### CONSIGNE
Recopiez intégralement l'extrait sur le suicide assisté en Suisse, sans en modifier un seul mot.
─── EXTRAIT DU DOCUMENT
Depuis 2001, le Code pénal suisse autorise l'assistance au suicide, à condition que celle-ci ne soit pas motivée par un « mobile égoïste ». Le suicide assisté qui désigne le fait de fournir à une personne les moyens de se suicider, se distingue donc de l'euthanasie. La mort n'est pas déclenchée par un tiers, mais par le patient lui-même lorsqu'il n'y a plus aucun espoir de guérison et que les souffrances sont devenues intolérables. Plus de 10 ans après la légalisation de cette "prestation" proposée par de grandes associations locales, des chercheurs ont mené une étude qui dresse le portrait-robot des demandeurs. Des résultats publiés ce mercredi dans la revue britannique International Journal of Epidemiology.
1301 demandes en cinq ans
Dans le cadre de cette recherche, les trois associations suisses proposant l'aide au suicide dans le pays (Exit Deutsche Schweiz, Exit Suisse Romande, et Dignitas) ont transmis à l'Office fédéral de la statistique des indications anonymisées relatives aux 1301 cas où elles ont apporté une aide au suicide entre 2003 et 2008 à des personnes résidant en Suisse.
──────
─── DONNÉES BRUTES
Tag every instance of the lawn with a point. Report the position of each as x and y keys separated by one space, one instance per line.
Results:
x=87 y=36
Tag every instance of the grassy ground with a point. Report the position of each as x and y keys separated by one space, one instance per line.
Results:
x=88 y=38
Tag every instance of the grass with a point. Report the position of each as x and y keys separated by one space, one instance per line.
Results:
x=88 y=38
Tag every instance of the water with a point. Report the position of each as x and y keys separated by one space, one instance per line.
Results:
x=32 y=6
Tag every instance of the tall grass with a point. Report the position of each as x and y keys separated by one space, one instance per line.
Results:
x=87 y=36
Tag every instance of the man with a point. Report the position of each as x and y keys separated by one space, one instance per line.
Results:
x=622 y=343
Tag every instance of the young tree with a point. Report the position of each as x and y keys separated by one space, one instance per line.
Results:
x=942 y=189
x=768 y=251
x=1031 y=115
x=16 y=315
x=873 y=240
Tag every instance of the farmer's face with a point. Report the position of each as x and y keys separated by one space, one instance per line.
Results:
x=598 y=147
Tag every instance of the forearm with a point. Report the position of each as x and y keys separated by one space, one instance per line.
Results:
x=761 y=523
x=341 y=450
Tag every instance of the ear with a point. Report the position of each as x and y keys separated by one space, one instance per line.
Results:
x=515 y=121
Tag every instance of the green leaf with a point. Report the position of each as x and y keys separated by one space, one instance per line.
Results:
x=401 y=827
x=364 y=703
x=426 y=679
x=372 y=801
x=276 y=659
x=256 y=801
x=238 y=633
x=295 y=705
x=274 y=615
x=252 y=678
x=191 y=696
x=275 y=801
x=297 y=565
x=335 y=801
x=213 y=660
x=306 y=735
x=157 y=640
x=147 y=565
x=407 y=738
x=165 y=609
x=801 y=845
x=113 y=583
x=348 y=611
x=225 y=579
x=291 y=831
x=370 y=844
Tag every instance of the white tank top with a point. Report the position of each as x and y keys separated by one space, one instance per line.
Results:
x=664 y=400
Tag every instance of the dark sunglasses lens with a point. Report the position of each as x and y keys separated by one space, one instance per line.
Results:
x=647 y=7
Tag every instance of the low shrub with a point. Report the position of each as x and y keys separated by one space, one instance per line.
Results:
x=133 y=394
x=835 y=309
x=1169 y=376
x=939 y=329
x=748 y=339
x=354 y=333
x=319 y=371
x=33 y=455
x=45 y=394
──────
─── DONNÉES BRUTES
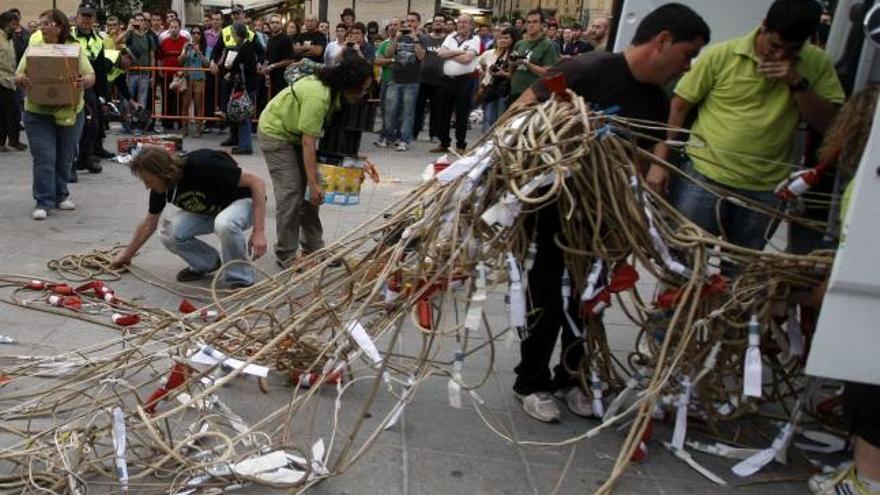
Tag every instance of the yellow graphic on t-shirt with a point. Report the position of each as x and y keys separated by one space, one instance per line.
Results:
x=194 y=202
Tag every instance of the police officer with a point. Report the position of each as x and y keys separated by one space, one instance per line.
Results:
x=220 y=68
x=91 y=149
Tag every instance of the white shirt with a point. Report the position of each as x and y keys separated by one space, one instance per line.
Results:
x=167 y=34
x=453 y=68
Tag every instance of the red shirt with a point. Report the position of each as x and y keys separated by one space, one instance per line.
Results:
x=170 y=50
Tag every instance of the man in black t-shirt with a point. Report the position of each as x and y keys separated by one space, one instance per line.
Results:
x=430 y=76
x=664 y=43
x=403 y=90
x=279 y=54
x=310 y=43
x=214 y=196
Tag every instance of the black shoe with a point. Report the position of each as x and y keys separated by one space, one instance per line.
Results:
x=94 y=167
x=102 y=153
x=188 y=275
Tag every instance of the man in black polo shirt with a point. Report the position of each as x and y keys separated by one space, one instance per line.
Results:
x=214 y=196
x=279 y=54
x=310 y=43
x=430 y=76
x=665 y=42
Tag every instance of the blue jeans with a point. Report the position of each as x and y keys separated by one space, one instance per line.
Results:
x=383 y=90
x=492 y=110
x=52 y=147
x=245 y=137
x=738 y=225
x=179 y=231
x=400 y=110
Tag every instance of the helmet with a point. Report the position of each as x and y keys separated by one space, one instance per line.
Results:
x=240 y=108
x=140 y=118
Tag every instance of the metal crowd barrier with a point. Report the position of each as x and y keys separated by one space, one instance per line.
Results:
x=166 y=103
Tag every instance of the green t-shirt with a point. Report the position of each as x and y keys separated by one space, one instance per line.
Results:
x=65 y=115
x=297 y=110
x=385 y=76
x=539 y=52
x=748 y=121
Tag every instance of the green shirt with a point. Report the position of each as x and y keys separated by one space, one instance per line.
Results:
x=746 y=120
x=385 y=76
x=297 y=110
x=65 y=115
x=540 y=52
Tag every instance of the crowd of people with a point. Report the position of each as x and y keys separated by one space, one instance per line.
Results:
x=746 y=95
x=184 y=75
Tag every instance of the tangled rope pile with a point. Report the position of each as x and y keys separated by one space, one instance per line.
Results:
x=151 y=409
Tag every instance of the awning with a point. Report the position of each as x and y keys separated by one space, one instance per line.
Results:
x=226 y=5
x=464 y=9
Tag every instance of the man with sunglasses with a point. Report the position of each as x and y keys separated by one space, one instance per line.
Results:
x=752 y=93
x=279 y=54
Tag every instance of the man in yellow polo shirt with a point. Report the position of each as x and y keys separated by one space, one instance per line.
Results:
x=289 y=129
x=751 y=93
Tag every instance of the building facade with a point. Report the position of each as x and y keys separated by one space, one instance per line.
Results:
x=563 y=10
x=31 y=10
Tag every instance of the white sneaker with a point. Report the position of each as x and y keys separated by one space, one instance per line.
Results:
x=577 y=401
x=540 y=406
──────
─── DONNÉES BRUTES
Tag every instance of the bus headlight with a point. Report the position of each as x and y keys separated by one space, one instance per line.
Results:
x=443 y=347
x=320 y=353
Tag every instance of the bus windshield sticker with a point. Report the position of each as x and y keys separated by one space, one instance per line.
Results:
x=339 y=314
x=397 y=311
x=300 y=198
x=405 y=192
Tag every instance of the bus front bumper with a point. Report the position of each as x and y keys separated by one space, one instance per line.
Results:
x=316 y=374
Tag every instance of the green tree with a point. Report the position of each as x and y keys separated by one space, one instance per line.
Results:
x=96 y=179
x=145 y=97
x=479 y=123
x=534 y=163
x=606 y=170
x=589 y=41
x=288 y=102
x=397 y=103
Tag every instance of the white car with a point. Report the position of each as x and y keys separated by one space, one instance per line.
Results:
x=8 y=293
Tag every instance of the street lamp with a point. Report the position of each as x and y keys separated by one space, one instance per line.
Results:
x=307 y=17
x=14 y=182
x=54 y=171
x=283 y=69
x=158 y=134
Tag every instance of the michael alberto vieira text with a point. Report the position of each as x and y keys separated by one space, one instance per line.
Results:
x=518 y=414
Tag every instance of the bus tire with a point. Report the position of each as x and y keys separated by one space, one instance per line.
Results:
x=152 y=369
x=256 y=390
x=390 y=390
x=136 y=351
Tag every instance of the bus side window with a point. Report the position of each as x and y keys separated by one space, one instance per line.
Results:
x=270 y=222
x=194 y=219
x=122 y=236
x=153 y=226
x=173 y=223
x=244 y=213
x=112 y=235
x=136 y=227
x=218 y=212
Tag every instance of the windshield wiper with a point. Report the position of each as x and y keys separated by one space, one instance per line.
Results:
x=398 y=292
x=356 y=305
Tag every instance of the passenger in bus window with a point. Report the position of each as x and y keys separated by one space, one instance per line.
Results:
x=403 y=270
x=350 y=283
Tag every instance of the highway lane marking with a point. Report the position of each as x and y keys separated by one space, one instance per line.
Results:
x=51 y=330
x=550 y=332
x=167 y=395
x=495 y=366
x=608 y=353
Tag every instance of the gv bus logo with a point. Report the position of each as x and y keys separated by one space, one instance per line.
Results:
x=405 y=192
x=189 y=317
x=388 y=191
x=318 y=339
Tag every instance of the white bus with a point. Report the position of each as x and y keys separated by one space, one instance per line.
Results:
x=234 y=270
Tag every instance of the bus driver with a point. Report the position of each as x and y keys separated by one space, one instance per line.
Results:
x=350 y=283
──────
### VOTRE RÉPONSE
Depuis 2001, le Code pénal suisse autorise l'assistance au suicide, à condition que celle-ci ne soit pas motivée par un « mobile égoïste ». Le suicide assisté qui désigne le fait de fournir à une personne les moyens de se suicider, se distingue donc de l'euthanasie. La mort n'est pas déclenchée par un tiers, mais par le patient lui-même lorsqu'il n'y a plus aucun espoir de guérison et que les souffrances sont devenues intolérables. Plus de 10 ans après la légalisation de cette "prestation" proposée par de grandes associations locales, des chercheurs ont mené une étude qui dresse le portrait-robot des demandeurs. Des résultats publiés ce mercredi dans la revue britannique International Journal of Epidemiology.
1301 demandes en cinq ans
Dans le cadre de cette recherche, les trois associations suisses proposant l'aide au suicide dans le pays (Exit Deutsche Schweiz, Exit Suisse Romande, et Dignitas) ont transmis à l'Office fédéral de la statistique des indications anonymisées relatives aux 1301 cas où elles ont apporté une aide au suicide entre 2003 et 2008 à des personnes résidant en Suisse.